In Anniston, the increased competence has come by subtraction. John Spain, the Ward 1 councilman, stepped down late last year after a tenure drenched in controversy. His replacement, Jay Jenkins, has been like a breath of fresh air, one free of grandstanding, hot invective and petty sniping at colleagues.
This week, David Dawson, the councilman from Ward 4, resigned from the council. Dawson, who is out of work and facing a sexual harassment lawsuit, was never the council’s bomb-thrower. He had the city’s best interest at heart, but whatever goodwill he brought to the mix was overwhelmed by the toxicity of his colleagues.
Dawson’s least attractive role was as enabler, specifically in his reluctance to put a stop to the Grand Inquisition of 2010. That exercise in time-wasting and score-settling is one of the lowest points for the current council. Picking one low point out of all the threats, lawsuits, physical confrontations, shouts and insults is a depressing exercise. Better to dismiss the last three years as a lost cause.
That’s a shame because a city like Anniston didn’t have three years to waste. The chore of growing a city is an endless battle. To pause — as Anniston’s City Council did because of internal friction — is to do something worse than standing still; by bogging down the city moved backwards as other local governments found a way to rise above petty differences in the interest of progress.
• • •
Continue the editorial on the Anniston City Council from the point where it stops.

§ Exercise data
• • •
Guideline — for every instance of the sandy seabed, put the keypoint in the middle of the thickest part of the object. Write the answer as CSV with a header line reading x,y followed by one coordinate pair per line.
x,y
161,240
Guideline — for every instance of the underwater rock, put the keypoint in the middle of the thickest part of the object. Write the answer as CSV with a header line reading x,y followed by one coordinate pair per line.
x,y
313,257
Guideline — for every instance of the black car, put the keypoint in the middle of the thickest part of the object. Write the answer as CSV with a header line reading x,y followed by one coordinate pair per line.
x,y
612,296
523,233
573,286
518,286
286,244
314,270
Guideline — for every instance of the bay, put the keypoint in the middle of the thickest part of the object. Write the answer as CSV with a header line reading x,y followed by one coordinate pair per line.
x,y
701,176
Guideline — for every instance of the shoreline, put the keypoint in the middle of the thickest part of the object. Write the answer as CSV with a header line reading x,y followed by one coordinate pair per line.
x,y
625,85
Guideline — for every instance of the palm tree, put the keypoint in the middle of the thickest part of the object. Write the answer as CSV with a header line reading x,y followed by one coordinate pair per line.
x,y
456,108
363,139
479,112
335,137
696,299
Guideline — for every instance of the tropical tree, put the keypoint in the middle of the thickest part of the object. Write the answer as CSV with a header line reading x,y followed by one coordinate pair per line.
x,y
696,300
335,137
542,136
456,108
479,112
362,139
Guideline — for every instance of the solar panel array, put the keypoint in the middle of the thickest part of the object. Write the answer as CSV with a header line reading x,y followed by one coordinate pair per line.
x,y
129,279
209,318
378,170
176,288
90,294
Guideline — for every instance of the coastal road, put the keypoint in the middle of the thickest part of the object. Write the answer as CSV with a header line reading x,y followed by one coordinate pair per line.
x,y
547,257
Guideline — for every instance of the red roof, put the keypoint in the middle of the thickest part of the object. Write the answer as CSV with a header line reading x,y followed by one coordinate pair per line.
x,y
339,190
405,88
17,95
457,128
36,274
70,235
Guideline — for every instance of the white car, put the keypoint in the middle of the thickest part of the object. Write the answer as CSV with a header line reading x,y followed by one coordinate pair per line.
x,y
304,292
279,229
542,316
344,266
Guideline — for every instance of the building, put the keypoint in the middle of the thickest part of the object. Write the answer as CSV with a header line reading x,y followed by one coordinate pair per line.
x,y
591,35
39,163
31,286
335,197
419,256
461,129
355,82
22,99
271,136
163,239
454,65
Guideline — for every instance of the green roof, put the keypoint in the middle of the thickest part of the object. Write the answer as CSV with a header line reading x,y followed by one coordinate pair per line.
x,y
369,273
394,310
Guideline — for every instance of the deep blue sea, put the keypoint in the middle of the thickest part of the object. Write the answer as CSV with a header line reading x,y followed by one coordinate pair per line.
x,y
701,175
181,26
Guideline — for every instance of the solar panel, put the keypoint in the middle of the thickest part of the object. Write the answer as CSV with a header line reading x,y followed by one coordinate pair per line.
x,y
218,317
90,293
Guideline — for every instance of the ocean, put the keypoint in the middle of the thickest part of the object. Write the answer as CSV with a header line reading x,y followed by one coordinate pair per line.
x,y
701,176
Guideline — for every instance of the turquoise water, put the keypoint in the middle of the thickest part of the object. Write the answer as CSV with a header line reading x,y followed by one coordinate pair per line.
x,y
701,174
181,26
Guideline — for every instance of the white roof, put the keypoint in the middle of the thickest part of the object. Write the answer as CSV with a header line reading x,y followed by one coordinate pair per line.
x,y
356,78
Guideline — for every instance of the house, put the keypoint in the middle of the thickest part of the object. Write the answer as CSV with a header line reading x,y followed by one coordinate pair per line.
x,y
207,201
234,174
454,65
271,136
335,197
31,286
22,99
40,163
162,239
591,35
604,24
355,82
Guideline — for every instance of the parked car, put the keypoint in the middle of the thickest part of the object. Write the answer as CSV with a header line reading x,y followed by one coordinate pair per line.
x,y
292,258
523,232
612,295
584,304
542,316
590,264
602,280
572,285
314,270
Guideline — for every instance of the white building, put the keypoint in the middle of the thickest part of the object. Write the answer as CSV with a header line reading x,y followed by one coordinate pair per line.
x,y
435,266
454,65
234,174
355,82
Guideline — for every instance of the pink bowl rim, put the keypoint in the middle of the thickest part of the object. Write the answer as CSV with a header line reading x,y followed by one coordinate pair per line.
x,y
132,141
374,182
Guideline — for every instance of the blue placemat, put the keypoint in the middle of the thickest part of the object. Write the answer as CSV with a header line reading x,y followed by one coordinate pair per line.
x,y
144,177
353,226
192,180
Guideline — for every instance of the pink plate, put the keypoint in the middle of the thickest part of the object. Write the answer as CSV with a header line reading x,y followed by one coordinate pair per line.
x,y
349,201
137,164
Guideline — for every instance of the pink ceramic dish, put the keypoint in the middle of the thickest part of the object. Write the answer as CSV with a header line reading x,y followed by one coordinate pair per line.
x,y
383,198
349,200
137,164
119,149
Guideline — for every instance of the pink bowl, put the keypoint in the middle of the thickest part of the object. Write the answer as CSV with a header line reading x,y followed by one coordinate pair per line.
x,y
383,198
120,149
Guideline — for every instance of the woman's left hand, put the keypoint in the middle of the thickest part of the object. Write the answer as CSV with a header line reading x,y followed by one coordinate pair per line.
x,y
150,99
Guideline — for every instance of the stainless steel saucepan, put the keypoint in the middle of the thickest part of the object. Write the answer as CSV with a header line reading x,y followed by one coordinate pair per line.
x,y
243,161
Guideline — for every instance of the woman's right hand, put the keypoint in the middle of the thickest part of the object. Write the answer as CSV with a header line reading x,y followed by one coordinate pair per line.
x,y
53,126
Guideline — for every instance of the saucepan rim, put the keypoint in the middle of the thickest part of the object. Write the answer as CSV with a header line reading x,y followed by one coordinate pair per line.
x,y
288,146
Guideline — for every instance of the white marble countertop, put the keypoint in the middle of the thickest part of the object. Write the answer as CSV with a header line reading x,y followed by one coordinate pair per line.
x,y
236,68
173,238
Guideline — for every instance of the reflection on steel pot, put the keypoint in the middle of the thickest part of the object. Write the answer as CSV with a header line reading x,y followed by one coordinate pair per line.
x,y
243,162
• • •
§ Output
Anniston’s path to prosperity is found in following suit. The city’s leadership — from its churches, civic groups, nonprofits, businesses and government — must get on the same page. A general consensus on the top three priorities must be agreed upon. Then the message must be spread far and wide.
A good starting point for three areas of emphasis would be schools, safe streets and economic development, particularly at McClellan. Those aren’t the only issues facing Anniston, but those are three that everyone should be able to agree on. Who wants bad public schools? Who wants more crime? Who doesn’t want to see the city bring jobs and people to town through development?
Once the city has settled on its top three priorities, it must search for ways to reach its goals. This isn’t a job to assign to a city council. It’s one where the work must be shared. Yes, the Anniston City Council plays an important role, but voters can’t merely outsource the work to five politicians. Everyone in Anniston has work to do.
The search for Dawson’s replacement is a fresh reminder that is most needed on the Anniston City Council are leaders who can move the city forward.